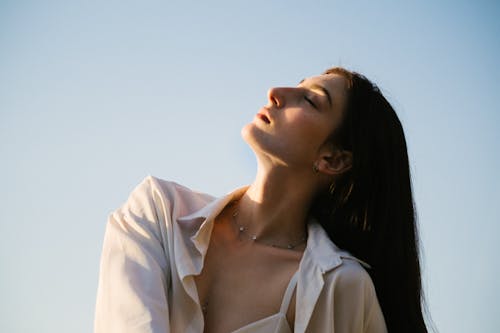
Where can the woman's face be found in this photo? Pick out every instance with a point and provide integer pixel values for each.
(294, 125)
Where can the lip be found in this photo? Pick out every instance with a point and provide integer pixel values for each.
(264, 116)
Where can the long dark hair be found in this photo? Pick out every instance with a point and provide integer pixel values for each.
(369, 210)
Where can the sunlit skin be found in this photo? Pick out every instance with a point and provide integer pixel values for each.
(243, 281)
(287, 146)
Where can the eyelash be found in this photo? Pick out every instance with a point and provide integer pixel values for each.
(308, 100)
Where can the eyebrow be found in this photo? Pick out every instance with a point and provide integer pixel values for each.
(323, 89)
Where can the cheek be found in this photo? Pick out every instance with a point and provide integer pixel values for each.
(310, 130)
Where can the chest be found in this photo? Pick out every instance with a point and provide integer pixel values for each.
(242, 283)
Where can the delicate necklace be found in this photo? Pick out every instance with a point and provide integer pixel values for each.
(244, 231)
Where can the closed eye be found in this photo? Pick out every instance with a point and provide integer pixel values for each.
(308, 100)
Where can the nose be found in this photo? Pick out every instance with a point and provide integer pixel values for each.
(276, 97)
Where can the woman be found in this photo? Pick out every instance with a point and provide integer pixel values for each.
(323, 240)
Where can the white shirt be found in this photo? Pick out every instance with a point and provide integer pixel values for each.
(156, 243)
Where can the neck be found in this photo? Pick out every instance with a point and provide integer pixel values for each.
(275, 206)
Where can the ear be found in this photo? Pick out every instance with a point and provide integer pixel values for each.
(334, 162)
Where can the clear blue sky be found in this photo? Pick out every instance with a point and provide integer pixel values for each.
(95, 95)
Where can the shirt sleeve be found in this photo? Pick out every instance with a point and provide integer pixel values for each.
(356, 307)
(133, 276)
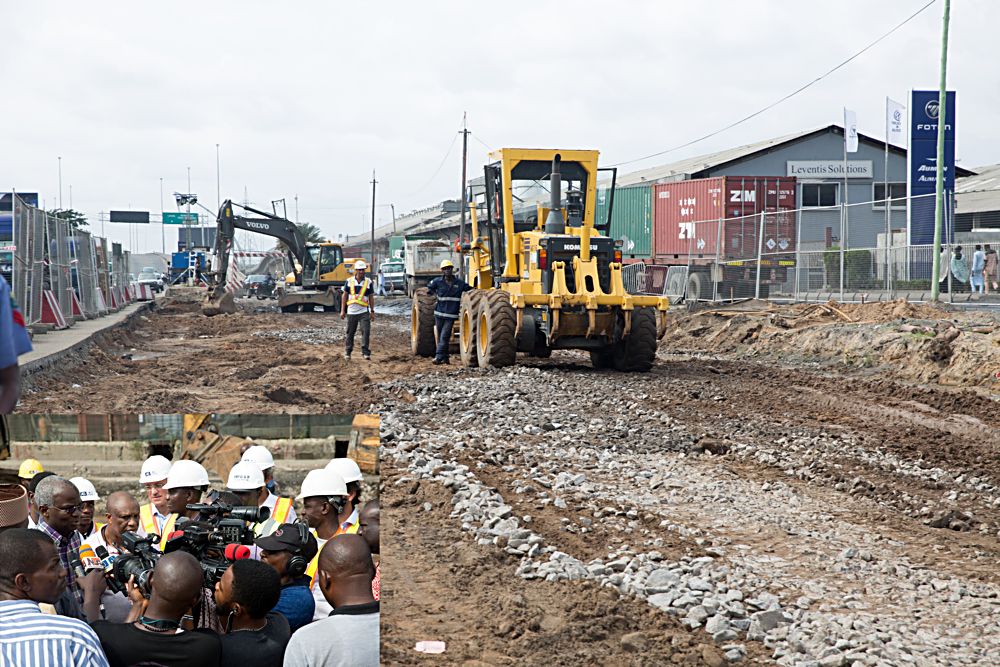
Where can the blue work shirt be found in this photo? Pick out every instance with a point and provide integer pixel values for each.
(449, 296)
(296, 603)
(14, 340)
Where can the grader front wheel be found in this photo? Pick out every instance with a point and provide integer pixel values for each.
(422, 342)
(495, 342)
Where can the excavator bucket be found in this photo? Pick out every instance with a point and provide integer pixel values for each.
(223, 304)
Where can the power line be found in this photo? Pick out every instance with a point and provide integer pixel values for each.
(786, 97)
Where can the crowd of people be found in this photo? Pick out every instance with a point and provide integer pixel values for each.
(304, 593)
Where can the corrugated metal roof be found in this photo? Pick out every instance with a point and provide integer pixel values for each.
(978, 193)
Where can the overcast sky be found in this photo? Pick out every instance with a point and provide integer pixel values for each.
(307, 98)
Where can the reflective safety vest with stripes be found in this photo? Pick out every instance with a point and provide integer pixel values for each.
(279, 515)
(314, 563)
(355, 298)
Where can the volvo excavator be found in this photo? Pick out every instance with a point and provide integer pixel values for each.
(319, 268)
(545, 277)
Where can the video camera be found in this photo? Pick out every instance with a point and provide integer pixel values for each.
(217, 541)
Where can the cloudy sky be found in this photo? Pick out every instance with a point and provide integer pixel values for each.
(307, 98)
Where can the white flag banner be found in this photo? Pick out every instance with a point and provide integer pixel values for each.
(850, 131)
(895, 122)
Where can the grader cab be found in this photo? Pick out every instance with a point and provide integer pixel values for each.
(545, 277)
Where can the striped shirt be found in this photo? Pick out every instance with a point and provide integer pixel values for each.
(29, 638)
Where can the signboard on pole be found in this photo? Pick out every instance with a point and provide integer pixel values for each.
(180, 218)
(922, 165)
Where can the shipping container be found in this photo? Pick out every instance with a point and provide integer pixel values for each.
(631, 219)
(686, 217)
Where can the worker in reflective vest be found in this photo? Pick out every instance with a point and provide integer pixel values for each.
(153, 514)
(246, 480)
(357, 304)
(448, 289)
(325, 500)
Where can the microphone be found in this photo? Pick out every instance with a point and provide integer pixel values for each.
(237, 552)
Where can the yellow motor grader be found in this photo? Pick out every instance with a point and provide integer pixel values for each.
(545, 278)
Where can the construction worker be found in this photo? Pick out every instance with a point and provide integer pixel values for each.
(448, 289)
(152, 477)
(89, 497)
(186, 483)
(247, 481)
(324, 500)
(357, 304)
(349, 471)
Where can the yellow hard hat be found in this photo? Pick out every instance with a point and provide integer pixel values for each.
(29, 468)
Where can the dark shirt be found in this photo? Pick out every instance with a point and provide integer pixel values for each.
(296, 603)
(263, 648)
(126, 645)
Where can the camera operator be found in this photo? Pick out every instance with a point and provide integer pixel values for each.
(186, 482)
(98, 601)
(245, 597)
(152, 633)
(289, 550)
(246, 479)
(324, 501)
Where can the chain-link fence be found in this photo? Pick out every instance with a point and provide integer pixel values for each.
(56, 264)
(855, 252)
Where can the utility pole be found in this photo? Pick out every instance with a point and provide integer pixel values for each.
(465, 155)
(373, 220)
(942, 120)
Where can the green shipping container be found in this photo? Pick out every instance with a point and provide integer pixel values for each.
(631, 219)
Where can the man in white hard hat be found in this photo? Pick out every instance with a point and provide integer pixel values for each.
(89, 497)
(325, 499)
(448, 289)
(186, 483)
(152, 477)
(247, 481)
(349, 471)
(357, 304)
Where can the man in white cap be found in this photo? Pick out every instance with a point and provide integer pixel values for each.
(89, 497)
(357, 304)
(351, 474)
(186, 483)
(152, 477)
(246, 480)
(324, 500)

▬▬▬

[EXERCISE REQUIREMENTS] Repeat the material above in full and unchanged, minus its images.

[ANSWER]
Where can the woman's face be found in this photo? Pick out every instance with a point and provide integer pixel values for each.
(294, 125)
Where can the lip be found in this photo? Pick out every instance with a point and provide integer pixel values for each.
(264, 116)
Where can the long dark hair be found in this photo? Pick out every instance with a point and provide integer pixel values for each.
(369, 210)
Where can the sunlit skin be found in this photo? Pick out every instance with a point and provide integer pixel values for each.
(243, 281)
(287, 146)
Where can the eyelash be found in this photo? Pick out every instance with a point and provide integer pixel values for each.
(308, 100)
Where can the eyebrow be found in this photo? Pick out every instance with a point and provide integer pixel values for each.
(323, 89)
Where can the cheek be found in this photo? Pick out every instance with a point and provide integer pixel values for each.
(310, 130)
Where can the chest be found in this photo? Pick out every instance with a point and provide integer pixel values for each.
(242, 283)
Where can the delicate necklace be found in this photo? Pick out every instance with a point and provide integer pixel values for each.
(244, 231)
Where can the closed eye be found in this photo? Pick out every instance with a point and provide integer pixel values for each.
(308, 100)
Where can the nose be found in this photo? Pick out every instance with a point and provide integer pixel values for each.
(276, 97)
Where can the woman be found in this photo? Pick out every instance with a point and provide integer pixel values for each.
(323, 240)
Where can the white shirt be found in this photo? Pick out every instance with a point and provide integer pixel values for each.
(156, 243)
Where can the neck be found in this photo? Pick out every instance with a point and provide integer pixel values for each.
(275, 206)
Where can the ear be found in this photo? Pick out every instance with a point and provide integer pixel values for each.
(334, 162)
Where can the clear blue sky be found in this photo? Pick out every instance with a point and provide integer pixel values for each.
(95, 95)
Where can the shirt sleeve be found in this photo? Pick out every instance with a point and provide integer pixel values for each.
(356, 307)
(133, 276)
Where can the blue work shirt be found in this photo? Pick out every instance with a point and provide integer pixel values for each.
(449, 296)
(296, 603)
(14, 340)
Where can the grader front wheel be found in this photo? Pick out every instance with a point and provide integer pixel values for each.
(422, 342)
(495, 342)
Where can the excavator bucket be found in this photo? Pick out every instance with a point and provide integer pixel values for each.
(223, 304)
Where can the power line be found in this photo? Pick out every instance with a point and provide integer pixel values for each.
(786, 97)
Where can the crowd of people be found in this photo? Pick out every instance with a point and provide integer pixel values for each.
(304, 593)
Where can the corrugated metal roof be found in this photo? Pick out every instance with a point and provide integer pixel values for each.
(978, 193)
Where can the overcast sky be found in this photo? Pick out every instance with a point and provide integer pixel values for each.
(307, 98)
Where can the reflective safety vest with stripes be found in this photo? Pick out every instance with a point and provide integer pixel values for each.
(279, 515)
(314, 563)
(355, 298)
Where can the volvo excavator be found in this photo? Pick out every instance with a point and provide integer pixel values for each.
(319, 268)
(545, 277)
Where can the video camera be found in this photo? Pick out every instance with a point and provide integer pixel values for each.
(217, 541)
Where can the cloudy sky be found in this photo? Pick out every instance with a point and provide integer pixel values for each.
(307, 98)
Where can the white flag banner be found in this photo? Pick out every instance with a point and provide integer pixel values for each.
(850, 131)
(895, 122)
Where can the grader cab be found in this photo? Pick out every instance with a point and provide integer pixel values for each.
(545, 277)
Where can the striped shirt be found in this photo? Pick out every instance with a point and provide integer pixel values for each.
(29, 638)
Where can the signboard on pole be found in this photo? Pick out every instance with a point and provide integer pixel values for each.
(180, 218)
(922, 165)
Where can the shipping container be found in this photo? Pick out every instance with a point and provide integer pixel values for each.
(631, 219)
(686, 217)
Where can the worker in reflective vest be found in this photo? Pick out every instance with a point and provide integer pixel values for each.
(153, 514)
(246, 480)
(357, 304)
(448, 289)
(325, 500)
Where can the microphone be found in this photo? Pick out every instance with a point and provide integer pixel values for each.
(237, 552)
Where can the yellow motor grader be found in this photo? Pick out every instance with a point and provide integer pixel values for each.
(545, 278)
Where can the construction worker be found in this photo? Pick out every instance with a point and provide integer pixel values for each.
(448, 289)
(152, 477)
(89, 497)
(186, 483)
(247, 481)
(324, 500)
(357, 304)
(349, 471)
Where can the yellow hard hat be found in this photo? Pick out every instance with a point and provide integer pixel values for each.
(29, 468)
Where can the dark shirt be found in this photo? Pick out every instance with a point and provide integer pixel values for each.
(296, 603)
(263, 648)
(126, 645)
Where can the camera operator be found in this photo? Pick out every instance with a point and provide integer pixel values for each.
(186, 482)
(98, 601)
(245, 597)
(152, 633)
(289, 550)
(246, 479)
(324, 501)
Where can the chain-link fence be found in this photo? Pick out every instance with a point and provide integer pixel values for each.
(56, 264)
(855, 252)
Where can the utility pole be found in this photo? Pick out every instance with a point and provide integer pixel values for each.
(465, 155)
(373, 220)
(942, 120)
Where can the green shipping container be found in this photo? Pick out every instance with a point and provide integer pixel values for each.
(631, 219)
Where can the man in white hard hat be found in this photo? Pick out every instance with a point and provide integer pixel values for each.
(89, 497)
(325, 499)
(448, 289)
(186, 483)
(152, 477)
(247, 481)
(349, 471)
(357, 304)
Where can the man in white cap be found in this photo? Pick out every instance with a point and provide integer pixel values for each.
(89, 497)
(357, 304)
(351, 474)
(186, 483)
(152, 477)
(246, 480)
(324, 500)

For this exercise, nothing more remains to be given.